Object point labels:
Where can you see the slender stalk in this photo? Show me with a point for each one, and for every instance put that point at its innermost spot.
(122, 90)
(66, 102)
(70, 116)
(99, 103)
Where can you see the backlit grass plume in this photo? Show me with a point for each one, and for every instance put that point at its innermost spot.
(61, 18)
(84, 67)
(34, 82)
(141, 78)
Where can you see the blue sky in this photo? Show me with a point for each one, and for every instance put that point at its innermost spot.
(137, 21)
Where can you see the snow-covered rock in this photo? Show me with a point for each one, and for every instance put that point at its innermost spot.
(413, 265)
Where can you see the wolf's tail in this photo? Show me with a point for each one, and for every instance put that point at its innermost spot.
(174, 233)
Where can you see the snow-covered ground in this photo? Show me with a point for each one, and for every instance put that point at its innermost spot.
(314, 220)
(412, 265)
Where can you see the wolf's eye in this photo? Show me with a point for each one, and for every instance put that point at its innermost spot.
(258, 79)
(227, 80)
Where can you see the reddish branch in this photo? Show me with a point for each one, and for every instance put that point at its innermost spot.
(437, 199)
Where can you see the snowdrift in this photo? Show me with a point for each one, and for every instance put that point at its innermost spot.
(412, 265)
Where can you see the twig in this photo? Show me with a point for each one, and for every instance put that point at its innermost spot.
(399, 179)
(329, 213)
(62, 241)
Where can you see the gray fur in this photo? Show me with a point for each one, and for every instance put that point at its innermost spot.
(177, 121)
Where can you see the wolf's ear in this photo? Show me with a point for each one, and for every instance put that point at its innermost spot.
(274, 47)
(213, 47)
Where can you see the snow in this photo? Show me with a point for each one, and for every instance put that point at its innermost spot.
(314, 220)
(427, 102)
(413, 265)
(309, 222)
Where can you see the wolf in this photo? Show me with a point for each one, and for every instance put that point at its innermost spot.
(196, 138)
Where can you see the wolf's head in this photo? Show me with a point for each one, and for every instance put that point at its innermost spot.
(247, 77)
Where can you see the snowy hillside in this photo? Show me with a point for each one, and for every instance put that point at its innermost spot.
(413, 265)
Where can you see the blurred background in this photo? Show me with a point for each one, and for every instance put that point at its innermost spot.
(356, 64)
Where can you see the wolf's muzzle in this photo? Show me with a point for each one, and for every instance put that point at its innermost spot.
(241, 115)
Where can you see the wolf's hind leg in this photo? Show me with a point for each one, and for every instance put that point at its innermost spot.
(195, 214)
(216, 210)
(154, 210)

- TO BE DONE -
Send back all of the entries exactly, with nothing missing.

- SOLUTION -
Where can you see the slender stalk in this photo? Show me with a point for each one, and for every instance put that point at its innermost spot.
(122, 90)
(66, 102)
(70, 116)
(99, 103)
Where can you see the backlit grass plume in this photo? Show me with a point for each one, and for every instance put that point at its innermost spot.
(61, 18)
(84, 67)
(34, 82)
(141, 78)
Where can you see the blue sky in this photo? Show me with a point for each one, and for every instance put that point at its innermost spot.
(137, 21)
Where can you see the snow-covered rock in this photo? Show me with a point for each one, and for every instance put that point at its innermost spot.
(413, 265)
Where can you see the wolf's tail in this photo? Show me with a point for each one, and for every instance put that point at its innermost spot.
(174, 233)
Where can you see the snow-covered ground in this photo? Show me with a point for each one, and for every instance put that point at its innermost spot.
(314, 220)
(412, 265)
Where can you see the wolf's eye in this photo? Show me with a point for each one, and for every instance put that point at its innermost spot.
(258, 79)
(227, 80)
Where can you see the reddish branch in this photo? Show me with a point for each one, and for every instance put that point at its innermost spot.
(437, 199)
Where can you see the snowdrift in this photo? Show me with a point for each one, and for every instance put that point at its innermost spot.
(412, 265)
Where can you see the twig in this photo? Show me with a point for each one, and for every instance put that point at its innermost spot.
(399, 179)
(329, 213)
(62, 241)
Where can you see the gray fur in this photo? Show me with a point for each one, and for every instance put that point at its innermost spot.
(177, 121)
Where can you see the wolf's ear in this photo? Show me with a point for each one, and for every instance put that point at its innermost spot.
(274, 47)
(213, 47)
Where can you see the snow in this photo? Show me with a point for each one, and for every instance put that point at its innermost spot.
(314, 220)
(427, 102)
(413, 265)
(309, 222)
Where can you see the wolf in this photo? Show me with a point for each one, and for every instance put that point at its innermost spot.
(196, 138)
Where can you see the wolf's head in this photo? Show me with a point for each one, and for every instance put that point at its innermost spot.
(247, 77)
Where can you see the snowy hillside in this photo? Show me with a point for each one, and for every instance put that point at its innermost spot.
(413, 265)
Where can you see the blurred background in this photo? Show me with a point for each one, and for every instance put that point at its innermost spot.
(356, 64)
Where can you see the wolf's muzzle in this photo? Show me with a point for each one, and for every instance put that point at its innermost spot.
(241, 115)
Where can you see the wolf's hind leg in this photo? Show me with a point for each one, and for every instance put that point at its innermost spot.
(195, 214)
(216, 210)
(154, 210)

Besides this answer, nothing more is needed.